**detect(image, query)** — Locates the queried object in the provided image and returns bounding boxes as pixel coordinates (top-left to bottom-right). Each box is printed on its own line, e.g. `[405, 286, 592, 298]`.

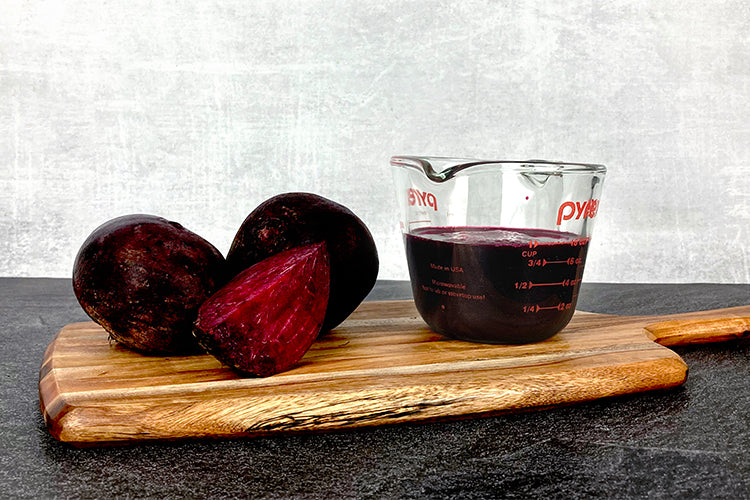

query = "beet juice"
[405, 227, 588, 343]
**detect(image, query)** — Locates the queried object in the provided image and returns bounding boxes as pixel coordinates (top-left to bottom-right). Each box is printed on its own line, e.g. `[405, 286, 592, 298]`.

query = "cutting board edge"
[39, 349, 687, 447]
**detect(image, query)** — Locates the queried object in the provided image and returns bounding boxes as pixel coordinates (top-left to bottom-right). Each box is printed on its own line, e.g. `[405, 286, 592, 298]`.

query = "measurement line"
[529, 281, 565, 288]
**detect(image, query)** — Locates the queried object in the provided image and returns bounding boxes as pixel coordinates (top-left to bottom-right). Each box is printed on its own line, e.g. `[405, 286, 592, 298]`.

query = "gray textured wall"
[0, 0, 750, 283]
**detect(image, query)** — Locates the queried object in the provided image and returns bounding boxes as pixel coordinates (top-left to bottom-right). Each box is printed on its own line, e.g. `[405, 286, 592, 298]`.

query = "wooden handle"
[646, 316, 750, 346]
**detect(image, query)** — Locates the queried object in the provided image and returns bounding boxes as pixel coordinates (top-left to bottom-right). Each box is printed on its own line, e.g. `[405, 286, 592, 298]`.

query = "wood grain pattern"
[39, 301, 750, 445]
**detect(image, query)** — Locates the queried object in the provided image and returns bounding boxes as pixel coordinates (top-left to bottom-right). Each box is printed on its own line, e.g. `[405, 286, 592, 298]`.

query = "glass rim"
[391, 155, 607, 182]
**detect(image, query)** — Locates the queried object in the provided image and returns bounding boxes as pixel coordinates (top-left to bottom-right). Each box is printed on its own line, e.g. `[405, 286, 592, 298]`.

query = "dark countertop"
[0, 278, 750, 498]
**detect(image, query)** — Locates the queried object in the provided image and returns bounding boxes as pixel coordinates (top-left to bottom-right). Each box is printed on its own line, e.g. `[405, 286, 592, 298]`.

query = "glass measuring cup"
[391, 156, 606, 344]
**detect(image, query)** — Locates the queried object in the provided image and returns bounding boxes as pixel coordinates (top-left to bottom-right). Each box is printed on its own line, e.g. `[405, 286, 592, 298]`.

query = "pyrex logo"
[407, 188, 437, 211]
[557, 199, 599, 226]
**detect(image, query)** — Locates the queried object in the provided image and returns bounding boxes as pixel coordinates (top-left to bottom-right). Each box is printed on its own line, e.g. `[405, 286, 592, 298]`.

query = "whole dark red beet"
[73, 214, 227, 354]
[227, 193, 379, 332]
[194, 243, 329, 377]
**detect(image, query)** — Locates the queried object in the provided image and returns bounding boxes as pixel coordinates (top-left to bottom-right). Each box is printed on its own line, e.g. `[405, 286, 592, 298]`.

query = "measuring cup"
[391, 156, 606, 344]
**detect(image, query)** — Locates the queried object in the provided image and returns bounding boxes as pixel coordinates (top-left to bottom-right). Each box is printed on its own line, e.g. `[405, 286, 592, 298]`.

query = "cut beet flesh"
[227, 193, 379, 332]
[194, 243, 330, 377]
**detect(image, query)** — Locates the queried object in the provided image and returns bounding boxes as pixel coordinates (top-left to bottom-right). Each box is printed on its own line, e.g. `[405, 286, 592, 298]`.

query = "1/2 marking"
[515, 278, 581, 290]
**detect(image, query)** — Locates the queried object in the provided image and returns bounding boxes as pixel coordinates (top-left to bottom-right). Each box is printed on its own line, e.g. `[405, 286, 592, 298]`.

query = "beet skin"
[73, 214, 227, 354]
[227, 193, 379, 332]
[194, 243, 329, 377]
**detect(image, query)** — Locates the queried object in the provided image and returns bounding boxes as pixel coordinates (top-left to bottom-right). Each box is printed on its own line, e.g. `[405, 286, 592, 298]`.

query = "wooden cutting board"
[39, 301, 750, 446]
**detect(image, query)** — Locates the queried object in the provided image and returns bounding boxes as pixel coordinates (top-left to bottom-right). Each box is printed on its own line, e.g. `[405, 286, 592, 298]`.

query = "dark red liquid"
[405, 227, 588, 343]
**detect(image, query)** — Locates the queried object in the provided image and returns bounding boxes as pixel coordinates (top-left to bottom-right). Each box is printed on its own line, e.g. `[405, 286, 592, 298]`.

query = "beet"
[73, 214, 227, 354]
[227, 193, 379, 332]
[194, 243, 329, 377]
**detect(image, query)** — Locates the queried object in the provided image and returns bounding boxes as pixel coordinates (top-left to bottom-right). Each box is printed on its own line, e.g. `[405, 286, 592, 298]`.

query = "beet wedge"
[193, 243, 330, 377]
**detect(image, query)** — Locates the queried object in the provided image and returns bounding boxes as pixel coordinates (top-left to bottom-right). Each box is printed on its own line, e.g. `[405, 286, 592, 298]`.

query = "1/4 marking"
[523, 302, 573, 313]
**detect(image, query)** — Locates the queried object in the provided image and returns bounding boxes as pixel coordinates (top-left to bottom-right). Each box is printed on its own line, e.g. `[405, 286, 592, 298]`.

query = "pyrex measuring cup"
[391, 156, 606, 344]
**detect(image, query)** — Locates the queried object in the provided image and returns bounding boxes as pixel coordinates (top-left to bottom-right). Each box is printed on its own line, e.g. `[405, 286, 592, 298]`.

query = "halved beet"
──────
:: What you are asked to do ::
How many lines of the records above contain the string "board"? Case counts. Give only the number.

:: Right answer ::
2